Some of the lines below need repeating. Reproduce exactly those between the lines holding "Target: dirty car" and "Target: roof rack", inclusive.
○ ○ ○ ○
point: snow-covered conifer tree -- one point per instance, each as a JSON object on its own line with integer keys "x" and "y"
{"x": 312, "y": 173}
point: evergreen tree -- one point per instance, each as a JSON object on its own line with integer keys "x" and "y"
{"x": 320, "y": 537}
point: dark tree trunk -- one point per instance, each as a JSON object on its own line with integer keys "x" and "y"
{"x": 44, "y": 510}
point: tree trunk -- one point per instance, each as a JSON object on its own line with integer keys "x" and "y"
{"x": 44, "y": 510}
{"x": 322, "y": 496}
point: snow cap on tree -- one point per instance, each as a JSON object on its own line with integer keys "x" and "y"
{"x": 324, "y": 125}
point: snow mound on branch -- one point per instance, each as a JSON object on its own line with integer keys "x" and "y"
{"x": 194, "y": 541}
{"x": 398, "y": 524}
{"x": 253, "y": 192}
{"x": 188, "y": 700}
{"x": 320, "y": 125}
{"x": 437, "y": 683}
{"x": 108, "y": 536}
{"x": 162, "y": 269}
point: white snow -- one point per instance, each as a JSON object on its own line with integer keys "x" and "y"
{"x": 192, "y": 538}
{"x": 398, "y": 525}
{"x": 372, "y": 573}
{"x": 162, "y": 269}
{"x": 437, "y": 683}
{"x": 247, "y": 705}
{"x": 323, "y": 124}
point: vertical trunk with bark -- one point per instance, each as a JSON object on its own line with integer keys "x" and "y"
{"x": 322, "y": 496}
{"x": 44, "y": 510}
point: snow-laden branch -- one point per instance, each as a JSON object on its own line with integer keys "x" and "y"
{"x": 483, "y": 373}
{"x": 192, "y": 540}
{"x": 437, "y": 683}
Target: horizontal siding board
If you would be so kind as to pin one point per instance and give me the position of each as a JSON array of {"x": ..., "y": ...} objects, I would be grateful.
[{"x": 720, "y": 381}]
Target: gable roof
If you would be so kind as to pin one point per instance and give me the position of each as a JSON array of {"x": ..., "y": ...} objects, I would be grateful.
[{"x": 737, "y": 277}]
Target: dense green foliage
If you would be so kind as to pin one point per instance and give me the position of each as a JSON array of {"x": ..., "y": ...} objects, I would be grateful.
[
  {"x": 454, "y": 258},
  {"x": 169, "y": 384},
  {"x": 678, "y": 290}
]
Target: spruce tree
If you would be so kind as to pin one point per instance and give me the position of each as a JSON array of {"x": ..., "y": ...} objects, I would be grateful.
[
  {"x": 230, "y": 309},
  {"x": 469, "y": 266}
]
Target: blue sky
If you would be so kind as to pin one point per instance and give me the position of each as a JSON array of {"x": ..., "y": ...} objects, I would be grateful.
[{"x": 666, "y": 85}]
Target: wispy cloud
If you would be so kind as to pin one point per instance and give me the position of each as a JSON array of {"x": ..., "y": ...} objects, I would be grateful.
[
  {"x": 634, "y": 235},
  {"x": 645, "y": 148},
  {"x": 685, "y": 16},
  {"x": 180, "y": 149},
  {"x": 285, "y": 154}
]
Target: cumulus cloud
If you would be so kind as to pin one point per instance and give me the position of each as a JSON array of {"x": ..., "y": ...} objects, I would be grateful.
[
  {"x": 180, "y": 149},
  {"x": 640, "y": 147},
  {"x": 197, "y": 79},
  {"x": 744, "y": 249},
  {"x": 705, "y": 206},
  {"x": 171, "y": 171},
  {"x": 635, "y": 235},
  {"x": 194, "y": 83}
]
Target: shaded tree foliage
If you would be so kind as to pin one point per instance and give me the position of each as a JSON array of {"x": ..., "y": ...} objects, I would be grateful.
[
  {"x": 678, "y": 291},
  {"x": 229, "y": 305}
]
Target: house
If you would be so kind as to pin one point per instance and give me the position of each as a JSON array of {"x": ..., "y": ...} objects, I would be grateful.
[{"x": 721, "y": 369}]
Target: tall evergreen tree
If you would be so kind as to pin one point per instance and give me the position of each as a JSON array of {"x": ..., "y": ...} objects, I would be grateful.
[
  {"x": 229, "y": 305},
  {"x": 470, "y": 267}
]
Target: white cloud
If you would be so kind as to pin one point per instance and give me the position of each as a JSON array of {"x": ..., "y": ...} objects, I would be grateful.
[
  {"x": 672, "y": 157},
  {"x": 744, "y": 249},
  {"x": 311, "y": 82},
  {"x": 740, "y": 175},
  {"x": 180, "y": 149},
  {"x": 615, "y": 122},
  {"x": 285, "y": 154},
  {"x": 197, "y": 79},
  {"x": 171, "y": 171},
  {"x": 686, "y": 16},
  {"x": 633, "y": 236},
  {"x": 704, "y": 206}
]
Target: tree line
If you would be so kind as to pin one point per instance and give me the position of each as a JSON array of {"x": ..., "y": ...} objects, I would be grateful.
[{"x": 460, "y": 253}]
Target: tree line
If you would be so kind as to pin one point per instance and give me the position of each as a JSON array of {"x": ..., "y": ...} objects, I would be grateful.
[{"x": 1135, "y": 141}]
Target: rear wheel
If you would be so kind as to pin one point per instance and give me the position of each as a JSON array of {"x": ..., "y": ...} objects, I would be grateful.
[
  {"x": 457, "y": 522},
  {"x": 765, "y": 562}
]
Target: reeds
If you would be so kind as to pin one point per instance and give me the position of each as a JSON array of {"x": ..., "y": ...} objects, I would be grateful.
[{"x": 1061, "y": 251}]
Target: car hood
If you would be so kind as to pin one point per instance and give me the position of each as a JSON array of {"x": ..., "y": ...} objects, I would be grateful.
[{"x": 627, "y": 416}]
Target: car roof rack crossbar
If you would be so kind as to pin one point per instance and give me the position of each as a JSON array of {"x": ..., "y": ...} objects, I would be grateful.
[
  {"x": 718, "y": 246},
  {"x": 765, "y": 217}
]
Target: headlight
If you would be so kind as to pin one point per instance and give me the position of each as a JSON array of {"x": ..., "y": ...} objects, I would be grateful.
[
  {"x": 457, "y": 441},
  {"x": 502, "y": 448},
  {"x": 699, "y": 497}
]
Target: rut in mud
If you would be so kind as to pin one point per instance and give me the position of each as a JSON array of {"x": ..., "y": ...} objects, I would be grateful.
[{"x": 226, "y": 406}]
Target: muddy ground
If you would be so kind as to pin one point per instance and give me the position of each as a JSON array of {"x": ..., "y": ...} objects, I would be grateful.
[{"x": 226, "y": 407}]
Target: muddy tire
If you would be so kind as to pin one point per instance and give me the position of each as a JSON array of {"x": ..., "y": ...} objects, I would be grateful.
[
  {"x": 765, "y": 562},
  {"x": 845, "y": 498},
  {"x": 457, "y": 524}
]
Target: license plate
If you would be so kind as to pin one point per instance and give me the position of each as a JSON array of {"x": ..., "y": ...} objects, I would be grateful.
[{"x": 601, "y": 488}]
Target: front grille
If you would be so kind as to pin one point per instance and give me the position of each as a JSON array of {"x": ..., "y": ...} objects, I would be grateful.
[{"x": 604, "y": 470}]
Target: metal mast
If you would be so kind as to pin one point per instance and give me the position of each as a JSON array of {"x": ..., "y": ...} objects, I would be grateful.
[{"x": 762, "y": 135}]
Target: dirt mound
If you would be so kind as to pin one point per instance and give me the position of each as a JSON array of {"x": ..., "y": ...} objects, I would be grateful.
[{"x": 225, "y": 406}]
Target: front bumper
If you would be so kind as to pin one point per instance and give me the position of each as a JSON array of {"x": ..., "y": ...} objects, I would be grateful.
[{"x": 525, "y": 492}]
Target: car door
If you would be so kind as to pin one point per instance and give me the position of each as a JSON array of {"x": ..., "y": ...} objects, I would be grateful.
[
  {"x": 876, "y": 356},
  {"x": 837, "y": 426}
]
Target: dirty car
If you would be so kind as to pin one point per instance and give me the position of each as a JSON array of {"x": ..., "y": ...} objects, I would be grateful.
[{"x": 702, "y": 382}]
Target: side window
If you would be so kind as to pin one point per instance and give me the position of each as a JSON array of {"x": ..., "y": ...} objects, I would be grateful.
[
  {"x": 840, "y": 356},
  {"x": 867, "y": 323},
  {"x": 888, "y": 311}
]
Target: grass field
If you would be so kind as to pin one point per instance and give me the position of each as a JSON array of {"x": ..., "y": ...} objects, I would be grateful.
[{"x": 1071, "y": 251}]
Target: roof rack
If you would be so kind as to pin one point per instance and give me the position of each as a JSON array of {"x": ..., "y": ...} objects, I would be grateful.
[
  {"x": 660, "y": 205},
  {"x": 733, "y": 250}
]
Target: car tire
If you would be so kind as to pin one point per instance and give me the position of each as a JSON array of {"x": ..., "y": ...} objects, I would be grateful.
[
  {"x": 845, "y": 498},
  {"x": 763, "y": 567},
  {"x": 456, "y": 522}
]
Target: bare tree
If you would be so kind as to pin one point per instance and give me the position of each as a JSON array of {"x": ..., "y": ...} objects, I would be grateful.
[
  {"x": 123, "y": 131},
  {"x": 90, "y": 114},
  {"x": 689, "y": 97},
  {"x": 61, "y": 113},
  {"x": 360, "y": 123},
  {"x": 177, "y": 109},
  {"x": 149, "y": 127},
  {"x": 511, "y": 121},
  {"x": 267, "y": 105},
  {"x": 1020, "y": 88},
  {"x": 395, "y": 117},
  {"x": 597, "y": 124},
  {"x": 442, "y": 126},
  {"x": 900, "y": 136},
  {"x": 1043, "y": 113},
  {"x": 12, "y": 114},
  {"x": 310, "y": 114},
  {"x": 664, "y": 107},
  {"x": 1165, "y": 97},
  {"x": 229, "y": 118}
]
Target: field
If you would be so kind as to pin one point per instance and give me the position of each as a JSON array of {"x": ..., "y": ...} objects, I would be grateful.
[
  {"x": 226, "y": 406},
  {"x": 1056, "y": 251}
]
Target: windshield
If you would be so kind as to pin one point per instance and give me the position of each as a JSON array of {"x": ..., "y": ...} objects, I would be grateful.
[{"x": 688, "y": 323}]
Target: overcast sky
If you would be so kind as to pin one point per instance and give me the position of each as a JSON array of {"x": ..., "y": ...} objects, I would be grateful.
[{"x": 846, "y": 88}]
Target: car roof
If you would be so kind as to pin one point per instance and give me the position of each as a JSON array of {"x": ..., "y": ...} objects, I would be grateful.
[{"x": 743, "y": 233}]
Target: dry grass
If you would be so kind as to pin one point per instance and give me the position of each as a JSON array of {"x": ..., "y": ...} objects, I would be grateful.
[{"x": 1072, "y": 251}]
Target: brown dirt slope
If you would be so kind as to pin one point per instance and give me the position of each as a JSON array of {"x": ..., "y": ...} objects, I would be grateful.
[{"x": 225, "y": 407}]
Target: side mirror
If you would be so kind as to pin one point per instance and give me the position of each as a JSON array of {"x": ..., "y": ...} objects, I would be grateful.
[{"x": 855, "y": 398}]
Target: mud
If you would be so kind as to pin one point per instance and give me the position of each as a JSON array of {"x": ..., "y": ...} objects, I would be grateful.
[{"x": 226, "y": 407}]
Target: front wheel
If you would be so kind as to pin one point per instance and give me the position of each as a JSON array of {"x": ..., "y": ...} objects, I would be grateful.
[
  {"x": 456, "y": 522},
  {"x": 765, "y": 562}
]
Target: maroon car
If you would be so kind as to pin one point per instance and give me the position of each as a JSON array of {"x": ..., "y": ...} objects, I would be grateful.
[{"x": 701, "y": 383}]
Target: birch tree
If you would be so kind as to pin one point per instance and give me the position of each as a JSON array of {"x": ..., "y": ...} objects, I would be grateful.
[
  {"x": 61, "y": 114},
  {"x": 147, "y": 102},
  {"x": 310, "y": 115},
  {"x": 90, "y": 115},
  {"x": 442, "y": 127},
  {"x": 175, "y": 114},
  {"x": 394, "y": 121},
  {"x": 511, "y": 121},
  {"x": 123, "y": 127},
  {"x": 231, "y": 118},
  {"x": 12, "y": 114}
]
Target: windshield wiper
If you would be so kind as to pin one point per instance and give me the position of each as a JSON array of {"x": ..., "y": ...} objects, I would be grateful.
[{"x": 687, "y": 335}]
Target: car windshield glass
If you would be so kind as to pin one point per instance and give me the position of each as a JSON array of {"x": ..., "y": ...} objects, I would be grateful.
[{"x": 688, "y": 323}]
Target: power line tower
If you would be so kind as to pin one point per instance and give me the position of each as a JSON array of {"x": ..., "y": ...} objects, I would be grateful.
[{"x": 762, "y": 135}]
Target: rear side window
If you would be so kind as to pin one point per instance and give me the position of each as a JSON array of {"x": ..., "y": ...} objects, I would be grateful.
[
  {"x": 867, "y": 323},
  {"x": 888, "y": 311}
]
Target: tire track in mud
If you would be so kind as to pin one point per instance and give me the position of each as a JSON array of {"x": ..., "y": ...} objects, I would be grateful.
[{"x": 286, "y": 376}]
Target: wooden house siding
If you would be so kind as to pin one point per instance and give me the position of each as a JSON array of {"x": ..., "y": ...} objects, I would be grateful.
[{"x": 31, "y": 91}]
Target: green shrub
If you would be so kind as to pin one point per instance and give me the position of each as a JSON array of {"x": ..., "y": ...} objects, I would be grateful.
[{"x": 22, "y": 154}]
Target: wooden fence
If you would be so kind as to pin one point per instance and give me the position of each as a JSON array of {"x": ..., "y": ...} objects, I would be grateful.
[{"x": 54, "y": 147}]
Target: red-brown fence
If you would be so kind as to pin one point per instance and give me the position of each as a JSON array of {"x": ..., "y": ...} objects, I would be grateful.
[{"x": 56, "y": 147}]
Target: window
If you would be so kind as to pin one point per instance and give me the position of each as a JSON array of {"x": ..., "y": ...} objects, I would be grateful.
○ ○ ○ ○
### TASK RESULT:
Target: dirty car
If you would be so kind as to pin one point per instance and give me the position of each as a JSON array of {"x": ..., "y": ...} objects, I would be grateful.
[{"x": 702, "y": 382}]
Target: side window
If you would be so kind as to pin one point per instance and give me the position of each as a JSON array of {"x": ..., "y": ...} objects, I would be grateful.
[
  {"x": 840, "y": 356},
  {"x": 867, "y": 323},
  {"x": 888, "y": 311}
]
Target: grass field
If you would be so kind as to pin one point per instance and give me the position of each as a JSON array of {"x": ..., "y": ...} objects, I would be grateful.
[{"x": 1071, "y": 251}]
Target: roof rack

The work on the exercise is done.